Collected data entries
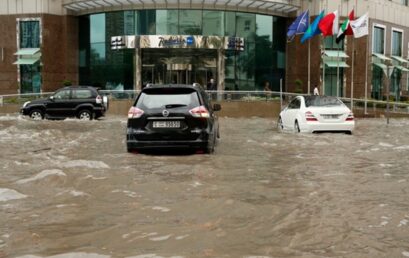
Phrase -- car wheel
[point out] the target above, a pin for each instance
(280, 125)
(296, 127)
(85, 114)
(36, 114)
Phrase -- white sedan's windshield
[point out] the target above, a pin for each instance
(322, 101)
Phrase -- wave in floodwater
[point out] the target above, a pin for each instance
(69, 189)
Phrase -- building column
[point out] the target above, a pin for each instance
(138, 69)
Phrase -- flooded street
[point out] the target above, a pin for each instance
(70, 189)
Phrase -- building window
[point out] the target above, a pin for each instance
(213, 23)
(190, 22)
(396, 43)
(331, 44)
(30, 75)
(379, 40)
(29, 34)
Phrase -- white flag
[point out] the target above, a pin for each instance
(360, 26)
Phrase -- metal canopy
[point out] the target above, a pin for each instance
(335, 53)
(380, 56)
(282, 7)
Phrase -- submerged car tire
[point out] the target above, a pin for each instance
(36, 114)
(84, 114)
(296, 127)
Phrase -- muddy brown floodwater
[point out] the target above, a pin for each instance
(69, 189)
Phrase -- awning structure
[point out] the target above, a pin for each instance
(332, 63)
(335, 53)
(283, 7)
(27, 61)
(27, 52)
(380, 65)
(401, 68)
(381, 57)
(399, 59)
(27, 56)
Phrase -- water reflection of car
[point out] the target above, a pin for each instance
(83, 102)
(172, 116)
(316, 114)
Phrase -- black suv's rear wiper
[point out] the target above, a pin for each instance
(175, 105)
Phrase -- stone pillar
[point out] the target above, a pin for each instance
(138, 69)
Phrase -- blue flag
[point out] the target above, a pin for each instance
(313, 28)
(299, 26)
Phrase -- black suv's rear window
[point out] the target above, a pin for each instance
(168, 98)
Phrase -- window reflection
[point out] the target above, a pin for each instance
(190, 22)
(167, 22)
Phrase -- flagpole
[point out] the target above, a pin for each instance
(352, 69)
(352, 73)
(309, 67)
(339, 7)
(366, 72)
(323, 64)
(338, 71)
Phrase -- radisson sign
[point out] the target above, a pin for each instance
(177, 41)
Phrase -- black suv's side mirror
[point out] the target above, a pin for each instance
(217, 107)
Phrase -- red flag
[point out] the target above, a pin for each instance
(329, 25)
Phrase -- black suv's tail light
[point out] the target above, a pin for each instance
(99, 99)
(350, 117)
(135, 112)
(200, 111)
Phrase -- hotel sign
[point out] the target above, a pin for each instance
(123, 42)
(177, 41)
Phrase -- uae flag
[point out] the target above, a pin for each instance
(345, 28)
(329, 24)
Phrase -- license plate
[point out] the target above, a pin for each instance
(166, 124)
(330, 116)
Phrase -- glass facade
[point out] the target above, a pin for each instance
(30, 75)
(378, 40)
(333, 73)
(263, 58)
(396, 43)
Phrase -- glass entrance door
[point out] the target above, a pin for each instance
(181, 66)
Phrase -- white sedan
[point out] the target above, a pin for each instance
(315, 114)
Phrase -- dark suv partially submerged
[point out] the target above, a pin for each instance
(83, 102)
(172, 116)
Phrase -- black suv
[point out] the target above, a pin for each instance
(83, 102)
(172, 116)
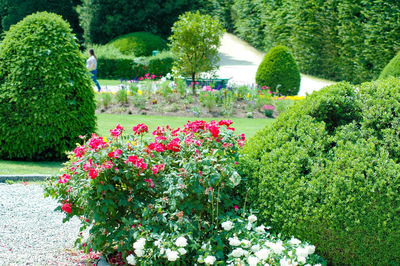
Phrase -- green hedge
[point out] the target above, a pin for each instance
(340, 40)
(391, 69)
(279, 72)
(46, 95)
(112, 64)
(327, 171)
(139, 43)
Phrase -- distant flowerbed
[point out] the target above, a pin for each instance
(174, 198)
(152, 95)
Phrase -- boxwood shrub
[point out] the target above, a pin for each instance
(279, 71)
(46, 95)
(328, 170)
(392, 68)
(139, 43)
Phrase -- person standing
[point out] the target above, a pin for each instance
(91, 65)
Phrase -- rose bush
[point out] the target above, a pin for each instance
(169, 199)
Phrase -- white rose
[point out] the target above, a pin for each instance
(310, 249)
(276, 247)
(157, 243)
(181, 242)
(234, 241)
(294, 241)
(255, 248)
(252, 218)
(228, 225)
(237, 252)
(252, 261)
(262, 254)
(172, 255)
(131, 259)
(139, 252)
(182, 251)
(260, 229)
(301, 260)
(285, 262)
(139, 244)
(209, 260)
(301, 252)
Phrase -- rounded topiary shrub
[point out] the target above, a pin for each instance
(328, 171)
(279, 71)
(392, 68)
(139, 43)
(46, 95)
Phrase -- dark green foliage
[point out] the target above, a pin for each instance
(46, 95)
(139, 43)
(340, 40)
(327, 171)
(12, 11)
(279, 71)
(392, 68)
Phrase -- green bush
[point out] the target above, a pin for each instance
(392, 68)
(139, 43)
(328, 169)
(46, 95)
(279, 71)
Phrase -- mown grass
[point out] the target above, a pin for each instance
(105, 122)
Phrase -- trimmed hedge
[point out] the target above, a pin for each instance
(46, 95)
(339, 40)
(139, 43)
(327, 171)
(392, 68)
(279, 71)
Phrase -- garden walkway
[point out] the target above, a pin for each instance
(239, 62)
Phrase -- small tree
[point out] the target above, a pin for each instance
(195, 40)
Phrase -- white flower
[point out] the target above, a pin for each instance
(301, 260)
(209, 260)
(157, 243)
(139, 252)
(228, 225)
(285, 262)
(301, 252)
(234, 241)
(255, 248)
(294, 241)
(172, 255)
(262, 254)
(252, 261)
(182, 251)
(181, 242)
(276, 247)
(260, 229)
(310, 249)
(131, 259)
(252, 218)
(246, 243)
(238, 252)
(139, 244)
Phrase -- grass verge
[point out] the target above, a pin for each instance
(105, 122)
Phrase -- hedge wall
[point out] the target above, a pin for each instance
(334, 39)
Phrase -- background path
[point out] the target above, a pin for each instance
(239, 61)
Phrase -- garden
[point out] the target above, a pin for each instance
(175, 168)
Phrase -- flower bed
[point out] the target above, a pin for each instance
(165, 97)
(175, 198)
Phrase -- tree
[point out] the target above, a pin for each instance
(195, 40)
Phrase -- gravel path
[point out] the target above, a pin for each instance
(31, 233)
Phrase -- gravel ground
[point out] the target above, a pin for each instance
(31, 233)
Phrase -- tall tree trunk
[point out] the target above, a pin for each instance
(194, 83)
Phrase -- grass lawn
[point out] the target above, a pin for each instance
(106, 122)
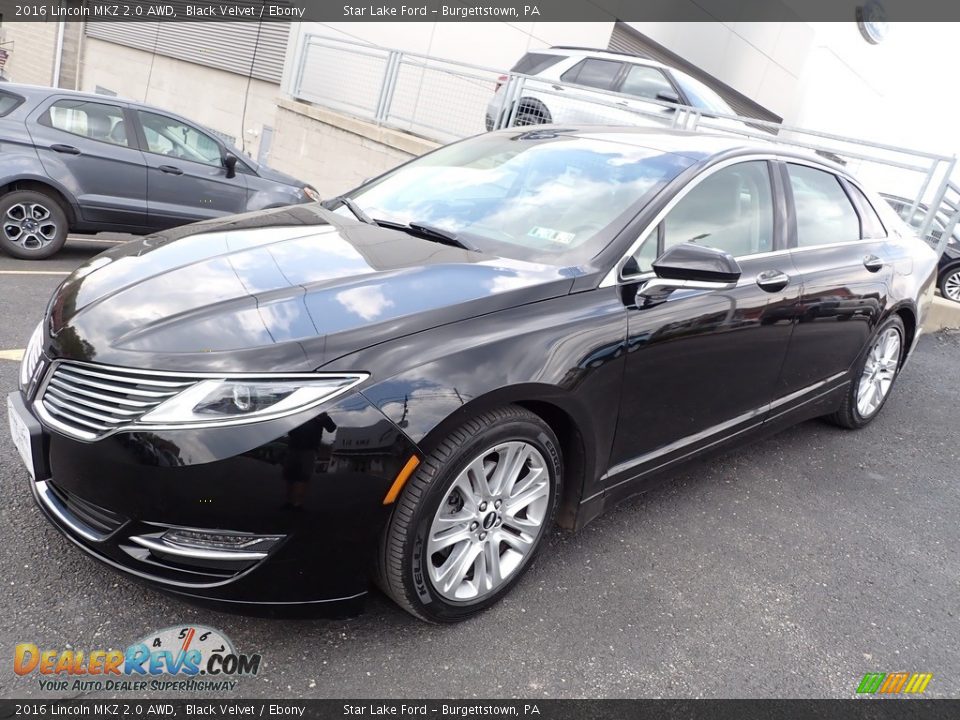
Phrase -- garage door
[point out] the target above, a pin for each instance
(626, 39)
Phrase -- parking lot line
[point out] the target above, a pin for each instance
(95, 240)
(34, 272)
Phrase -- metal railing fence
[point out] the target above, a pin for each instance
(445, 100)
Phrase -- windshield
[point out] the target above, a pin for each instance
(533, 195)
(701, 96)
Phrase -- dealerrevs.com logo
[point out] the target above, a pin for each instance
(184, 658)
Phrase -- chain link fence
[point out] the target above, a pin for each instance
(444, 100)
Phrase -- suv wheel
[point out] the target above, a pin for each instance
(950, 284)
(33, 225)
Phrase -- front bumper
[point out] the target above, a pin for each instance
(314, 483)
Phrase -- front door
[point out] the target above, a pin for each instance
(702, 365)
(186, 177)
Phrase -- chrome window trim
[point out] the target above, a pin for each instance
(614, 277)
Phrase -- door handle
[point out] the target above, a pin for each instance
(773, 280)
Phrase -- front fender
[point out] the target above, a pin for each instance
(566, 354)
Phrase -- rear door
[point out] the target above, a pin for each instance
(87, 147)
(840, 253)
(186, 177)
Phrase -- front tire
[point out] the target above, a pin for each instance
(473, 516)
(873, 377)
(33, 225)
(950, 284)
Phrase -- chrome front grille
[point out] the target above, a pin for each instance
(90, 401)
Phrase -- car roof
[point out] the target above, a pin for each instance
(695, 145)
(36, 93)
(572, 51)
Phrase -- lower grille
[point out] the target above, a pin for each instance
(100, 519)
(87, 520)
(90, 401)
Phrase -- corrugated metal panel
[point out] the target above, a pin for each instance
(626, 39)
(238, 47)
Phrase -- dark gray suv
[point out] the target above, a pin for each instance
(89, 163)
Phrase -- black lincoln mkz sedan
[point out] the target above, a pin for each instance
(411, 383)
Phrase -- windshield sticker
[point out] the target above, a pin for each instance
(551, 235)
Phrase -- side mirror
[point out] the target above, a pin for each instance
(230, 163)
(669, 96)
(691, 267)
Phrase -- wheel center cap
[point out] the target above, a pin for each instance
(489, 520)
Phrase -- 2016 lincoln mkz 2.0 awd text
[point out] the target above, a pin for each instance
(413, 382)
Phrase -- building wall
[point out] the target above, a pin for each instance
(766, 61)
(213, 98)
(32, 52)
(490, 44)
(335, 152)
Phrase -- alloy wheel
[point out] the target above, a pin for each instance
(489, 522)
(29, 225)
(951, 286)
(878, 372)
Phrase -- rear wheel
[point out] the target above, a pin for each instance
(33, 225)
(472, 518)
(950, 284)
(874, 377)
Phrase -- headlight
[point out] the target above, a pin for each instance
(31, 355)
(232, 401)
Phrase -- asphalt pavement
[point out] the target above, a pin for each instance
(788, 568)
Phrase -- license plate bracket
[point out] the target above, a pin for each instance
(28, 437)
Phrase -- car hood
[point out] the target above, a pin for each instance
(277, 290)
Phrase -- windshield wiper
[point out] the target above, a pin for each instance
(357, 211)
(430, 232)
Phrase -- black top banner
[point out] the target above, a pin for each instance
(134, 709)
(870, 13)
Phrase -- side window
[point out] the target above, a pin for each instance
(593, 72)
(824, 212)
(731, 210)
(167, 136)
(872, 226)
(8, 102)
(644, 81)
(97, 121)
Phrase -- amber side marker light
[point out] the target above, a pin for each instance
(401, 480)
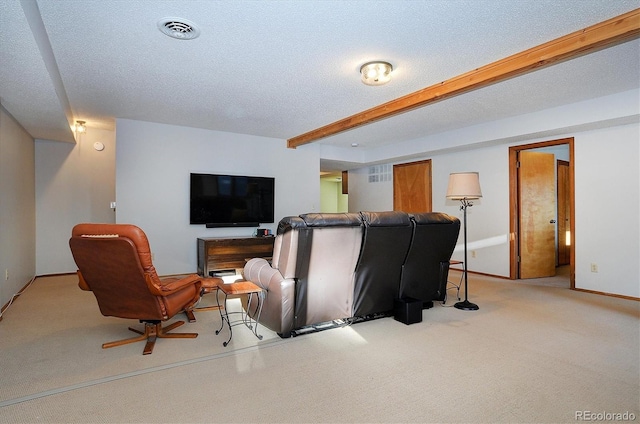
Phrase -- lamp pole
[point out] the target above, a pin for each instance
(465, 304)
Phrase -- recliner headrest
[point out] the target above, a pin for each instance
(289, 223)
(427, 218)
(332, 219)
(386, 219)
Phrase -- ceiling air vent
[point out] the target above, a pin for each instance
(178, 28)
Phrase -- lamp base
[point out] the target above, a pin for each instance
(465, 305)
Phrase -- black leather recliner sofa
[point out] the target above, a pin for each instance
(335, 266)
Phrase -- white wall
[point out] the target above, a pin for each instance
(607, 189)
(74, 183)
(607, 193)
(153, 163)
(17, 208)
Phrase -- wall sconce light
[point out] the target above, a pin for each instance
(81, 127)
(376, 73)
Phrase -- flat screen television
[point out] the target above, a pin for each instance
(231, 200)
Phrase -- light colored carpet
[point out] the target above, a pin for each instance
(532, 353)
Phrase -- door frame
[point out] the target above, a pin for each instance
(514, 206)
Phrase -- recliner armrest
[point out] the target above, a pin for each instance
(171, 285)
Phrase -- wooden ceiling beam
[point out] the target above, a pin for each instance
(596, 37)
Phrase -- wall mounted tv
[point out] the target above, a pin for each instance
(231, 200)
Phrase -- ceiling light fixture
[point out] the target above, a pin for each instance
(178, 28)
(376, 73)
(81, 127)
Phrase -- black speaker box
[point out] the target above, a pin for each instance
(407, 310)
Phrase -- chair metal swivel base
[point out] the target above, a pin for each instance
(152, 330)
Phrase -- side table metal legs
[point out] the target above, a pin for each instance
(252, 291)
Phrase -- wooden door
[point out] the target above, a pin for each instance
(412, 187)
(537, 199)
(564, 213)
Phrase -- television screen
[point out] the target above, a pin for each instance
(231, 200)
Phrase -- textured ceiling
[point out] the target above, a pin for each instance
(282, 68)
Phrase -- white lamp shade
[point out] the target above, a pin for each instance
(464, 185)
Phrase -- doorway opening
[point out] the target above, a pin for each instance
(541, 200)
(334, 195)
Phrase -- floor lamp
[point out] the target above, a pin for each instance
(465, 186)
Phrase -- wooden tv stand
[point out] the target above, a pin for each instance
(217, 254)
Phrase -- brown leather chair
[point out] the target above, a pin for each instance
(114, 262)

PROBLEM DESCRIPTION
Out of the preceding entries, pull every line containing the string "black".

TASK SOLUTION
Phrase -- black suv's rear wiper
Phrase -- black suv's rear window
Phrase -- black suv's side mirror
Phrase -- black suv's tail light
Phrase -- black suv
Phrase -- black lincoln mkz sedan
Phrase -- black top banner
Phrase -- black leather recliner sofa
Phrase -- black speaker box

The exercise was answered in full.